• _WRITTEN PROBLEM_
Copy the listing from its first line through the line containing "[[123, 237]]", replacing "dot" with "point" and leaving everything else unchanged.
-- start GIVEN RECORDS --
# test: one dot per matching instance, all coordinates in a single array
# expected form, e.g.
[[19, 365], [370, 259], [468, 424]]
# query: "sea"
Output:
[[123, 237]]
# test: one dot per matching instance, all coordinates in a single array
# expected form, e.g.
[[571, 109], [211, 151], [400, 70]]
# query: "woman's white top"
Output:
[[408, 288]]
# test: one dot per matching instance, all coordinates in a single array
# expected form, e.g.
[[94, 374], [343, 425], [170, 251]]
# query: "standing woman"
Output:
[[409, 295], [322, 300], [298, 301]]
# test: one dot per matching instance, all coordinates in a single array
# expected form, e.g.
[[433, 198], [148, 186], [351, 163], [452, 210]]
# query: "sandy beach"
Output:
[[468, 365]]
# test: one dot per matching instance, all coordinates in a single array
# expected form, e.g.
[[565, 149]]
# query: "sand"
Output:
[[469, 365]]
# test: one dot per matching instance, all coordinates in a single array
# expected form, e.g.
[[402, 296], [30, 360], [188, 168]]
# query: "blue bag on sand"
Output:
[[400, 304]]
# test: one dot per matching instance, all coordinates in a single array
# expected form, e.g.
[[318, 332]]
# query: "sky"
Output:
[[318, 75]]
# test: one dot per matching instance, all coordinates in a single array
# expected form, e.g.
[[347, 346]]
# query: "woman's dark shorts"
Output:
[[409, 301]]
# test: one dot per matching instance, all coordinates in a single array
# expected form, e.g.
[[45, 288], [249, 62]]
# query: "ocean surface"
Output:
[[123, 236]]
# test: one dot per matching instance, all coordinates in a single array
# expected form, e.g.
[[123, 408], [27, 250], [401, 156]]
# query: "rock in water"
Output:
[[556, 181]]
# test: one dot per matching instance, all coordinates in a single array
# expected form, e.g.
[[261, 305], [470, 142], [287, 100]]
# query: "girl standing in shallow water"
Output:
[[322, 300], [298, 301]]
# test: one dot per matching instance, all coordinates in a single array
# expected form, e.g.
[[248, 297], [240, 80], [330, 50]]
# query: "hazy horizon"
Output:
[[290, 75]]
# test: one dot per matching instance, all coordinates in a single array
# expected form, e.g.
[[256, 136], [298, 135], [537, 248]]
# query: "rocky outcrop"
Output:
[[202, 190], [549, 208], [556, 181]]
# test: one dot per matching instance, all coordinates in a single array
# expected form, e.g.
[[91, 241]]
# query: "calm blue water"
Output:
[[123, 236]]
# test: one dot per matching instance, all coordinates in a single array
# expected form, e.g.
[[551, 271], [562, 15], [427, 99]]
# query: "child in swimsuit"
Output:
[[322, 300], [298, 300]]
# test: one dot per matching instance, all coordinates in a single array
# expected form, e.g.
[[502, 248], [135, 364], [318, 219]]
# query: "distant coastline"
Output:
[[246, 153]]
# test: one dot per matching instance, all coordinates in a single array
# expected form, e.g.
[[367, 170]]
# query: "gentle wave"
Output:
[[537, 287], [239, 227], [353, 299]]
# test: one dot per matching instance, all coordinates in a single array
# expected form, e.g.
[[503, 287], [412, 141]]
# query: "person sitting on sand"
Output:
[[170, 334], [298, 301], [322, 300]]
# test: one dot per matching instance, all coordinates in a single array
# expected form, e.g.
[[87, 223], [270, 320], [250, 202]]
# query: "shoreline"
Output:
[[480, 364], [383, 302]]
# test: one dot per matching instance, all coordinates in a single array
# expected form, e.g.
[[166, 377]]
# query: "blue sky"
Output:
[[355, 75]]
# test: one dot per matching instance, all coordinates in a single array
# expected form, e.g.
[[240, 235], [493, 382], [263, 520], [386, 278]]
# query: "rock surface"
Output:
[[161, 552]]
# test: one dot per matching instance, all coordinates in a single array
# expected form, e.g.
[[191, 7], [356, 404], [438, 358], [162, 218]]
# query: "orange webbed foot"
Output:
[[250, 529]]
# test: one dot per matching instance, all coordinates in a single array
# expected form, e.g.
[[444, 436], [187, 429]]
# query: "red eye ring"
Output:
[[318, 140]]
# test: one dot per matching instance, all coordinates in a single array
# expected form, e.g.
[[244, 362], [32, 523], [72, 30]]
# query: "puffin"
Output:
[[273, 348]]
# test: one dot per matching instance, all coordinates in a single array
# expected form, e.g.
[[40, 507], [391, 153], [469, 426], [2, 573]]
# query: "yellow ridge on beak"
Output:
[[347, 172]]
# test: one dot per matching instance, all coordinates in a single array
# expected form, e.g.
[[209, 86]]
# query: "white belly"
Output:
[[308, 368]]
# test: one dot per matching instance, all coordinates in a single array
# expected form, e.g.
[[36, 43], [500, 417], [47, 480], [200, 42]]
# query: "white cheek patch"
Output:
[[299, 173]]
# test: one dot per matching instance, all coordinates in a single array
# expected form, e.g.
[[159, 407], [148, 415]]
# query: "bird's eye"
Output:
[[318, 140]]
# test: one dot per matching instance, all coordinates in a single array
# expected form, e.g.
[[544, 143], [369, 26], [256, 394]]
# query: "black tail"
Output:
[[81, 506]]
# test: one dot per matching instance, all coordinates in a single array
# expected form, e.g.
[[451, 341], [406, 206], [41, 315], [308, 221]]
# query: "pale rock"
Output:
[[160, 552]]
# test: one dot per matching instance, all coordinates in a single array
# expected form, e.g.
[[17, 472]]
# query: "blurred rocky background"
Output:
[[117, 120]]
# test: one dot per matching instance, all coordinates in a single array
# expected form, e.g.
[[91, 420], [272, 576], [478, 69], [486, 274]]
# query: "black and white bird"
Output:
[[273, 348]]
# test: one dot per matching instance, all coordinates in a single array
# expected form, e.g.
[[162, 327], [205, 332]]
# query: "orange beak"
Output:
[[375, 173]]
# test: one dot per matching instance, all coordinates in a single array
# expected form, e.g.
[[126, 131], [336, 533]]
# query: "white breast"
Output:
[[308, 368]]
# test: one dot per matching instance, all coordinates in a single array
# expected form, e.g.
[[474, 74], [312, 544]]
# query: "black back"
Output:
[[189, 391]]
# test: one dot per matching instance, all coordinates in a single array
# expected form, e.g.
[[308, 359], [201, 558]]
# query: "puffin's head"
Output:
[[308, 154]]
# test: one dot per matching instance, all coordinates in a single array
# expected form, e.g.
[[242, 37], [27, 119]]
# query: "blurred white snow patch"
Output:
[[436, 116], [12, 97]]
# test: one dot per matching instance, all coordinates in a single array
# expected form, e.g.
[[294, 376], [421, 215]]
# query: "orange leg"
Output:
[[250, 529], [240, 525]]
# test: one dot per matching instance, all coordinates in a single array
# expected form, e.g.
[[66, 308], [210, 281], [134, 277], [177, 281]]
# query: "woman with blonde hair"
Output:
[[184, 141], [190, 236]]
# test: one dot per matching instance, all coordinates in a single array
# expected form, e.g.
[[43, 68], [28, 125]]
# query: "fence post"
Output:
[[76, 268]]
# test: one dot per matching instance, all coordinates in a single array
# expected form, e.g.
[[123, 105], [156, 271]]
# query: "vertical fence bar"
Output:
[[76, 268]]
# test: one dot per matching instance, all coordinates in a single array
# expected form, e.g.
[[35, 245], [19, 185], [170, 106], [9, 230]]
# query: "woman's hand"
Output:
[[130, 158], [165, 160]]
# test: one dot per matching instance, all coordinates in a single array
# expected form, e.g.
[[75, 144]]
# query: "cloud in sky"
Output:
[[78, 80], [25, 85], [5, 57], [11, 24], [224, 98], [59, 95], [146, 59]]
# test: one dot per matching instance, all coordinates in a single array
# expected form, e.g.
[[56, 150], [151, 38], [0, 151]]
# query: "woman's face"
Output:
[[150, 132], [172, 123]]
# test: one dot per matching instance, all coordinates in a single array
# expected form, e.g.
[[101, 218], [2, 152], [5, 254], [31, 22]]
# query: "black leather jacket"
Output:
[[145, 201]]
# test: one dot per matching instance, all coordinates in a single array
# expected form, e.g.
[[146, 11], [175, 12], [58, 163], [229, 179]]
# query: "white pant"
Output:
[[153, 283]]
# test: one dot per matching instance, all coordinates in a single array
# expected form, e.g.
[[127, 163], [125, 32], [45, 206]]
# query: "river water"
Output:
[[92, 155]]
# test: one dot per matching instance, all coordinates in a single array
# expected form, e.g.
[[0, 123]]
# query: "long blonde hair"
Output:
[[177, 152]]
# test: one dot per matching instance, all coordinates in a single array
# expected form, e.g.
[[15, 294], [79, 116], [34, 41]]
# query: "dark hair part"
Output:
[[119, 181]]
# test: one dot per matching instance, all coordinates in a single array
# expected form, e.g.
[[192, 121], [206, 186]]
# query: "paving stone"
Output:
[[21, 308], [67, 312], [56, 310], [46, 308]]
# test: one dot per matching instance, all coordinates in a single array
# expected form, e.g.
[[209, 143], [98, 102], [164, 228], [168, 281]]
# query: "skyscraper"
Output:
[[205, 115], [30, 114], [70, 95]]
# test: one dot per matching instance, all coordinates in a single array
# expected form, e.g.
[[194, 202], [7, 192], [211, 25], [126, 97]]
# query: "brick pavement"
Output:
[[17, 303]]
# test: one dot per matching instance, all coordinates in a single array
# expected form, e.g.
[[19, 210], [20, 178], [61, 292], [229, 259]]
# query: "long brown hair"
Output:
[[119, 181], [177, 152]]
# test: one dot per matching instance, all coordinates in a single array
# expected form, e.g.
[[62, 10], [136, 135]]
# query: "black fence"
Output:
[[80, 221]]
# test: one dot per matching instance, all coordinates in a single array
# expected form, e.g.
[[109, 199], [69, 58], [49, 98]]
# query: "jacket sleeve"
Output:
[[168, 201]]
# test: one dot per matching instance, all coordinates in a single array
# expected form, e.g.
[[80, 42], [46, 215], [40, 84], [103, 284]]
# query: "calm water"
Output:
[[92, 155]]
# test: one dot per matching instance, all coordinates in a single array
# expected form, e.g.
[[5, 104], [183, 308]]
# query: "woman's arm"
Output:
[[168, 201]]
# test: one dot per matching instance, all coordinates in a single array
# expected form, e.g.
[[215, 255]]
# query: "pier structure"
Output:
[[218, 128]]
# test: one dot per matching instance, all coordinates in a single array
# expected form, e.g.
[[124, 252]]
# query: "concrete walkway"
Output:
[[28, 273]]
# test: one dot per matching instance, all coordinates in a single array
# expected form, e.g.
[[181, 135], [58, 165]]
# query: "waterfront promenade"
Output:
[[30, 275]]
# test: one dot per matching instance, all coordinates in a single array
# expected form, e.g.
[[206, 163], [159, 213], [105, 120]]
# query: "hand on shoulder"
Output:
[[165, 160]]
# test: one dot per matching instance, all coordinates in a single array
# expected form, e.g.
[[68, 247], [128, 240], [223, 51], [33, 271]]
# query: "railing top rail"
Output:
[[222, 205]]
-- end GIVEN RECORDS --
• _SOLUTION TO THIS EXERCISE_
# test: one point per matching instance, all coordinates in a single array
# expected form, e.g.
[[19, 365], [370, 259], [468, 424]]
# query: "sea"
Output:
[[123, 237]]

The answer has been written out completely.